### [SUPPLIED RECORDS]
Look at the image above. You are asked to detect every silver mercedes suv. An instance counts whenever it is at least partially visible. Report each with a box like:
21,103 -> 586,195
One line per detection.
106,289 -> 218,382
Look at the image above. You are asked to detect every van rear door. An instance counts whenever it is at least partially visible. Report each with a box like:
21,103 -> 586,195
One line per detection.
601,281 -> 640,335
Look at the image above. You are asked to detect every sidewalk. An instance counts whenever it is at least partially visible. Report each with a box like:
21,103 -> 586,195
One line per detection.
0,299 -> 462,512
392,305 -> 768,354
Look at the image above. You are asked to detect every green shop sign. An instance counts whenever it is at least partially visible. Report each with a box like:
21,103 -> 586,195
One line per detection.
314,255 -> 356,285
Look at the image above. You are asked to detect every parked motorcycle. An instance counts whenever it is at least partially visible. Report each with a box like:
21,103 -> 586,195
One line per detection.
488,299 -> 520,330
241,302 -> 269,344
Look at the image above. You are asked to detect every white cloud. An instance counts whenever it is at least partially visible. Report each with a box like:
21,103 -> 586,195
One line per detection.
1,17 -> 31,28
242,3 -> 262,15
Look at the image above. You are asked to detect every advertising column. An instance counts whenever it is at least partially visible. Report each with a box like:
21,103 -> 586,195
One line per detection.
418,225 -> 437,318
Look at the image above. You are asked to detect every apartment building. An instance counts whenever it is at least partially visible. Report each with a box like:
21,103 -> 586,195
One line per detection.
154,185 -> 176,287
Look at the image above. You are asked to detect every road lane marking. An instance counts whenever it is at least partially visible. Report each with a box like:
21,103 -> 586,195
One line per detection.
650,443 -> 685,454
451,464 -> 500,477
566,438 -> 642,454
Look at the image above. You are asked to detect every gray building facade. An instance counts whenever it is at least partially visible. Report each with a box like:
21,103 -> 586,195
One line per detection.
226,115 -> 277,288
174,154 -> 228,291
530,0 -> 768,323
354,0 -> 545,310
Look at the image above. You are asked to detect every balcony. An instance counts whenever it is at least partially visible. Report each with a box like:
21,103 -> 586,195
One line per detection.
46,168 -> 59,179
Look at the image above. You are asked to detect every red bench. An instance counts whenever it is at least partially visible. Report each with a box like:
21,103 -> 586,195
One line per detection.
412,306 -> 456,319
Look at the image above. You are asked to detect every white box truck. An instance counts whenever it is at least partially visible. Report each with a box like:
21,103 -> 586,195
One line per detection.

### [PROMPT]
Go over the data above and copy every line that has the word "white" in it.

### [ANSWER FOR THIS EXERCISE]
Look at the image above. You are asked to detect every white cloud. An instance counts whenever it is at least partially visible. Report each with a box like:
Look at the image above. You are asked to detect every white box truck. An instance counts whenever it is at least partially visible. Report each with a box like:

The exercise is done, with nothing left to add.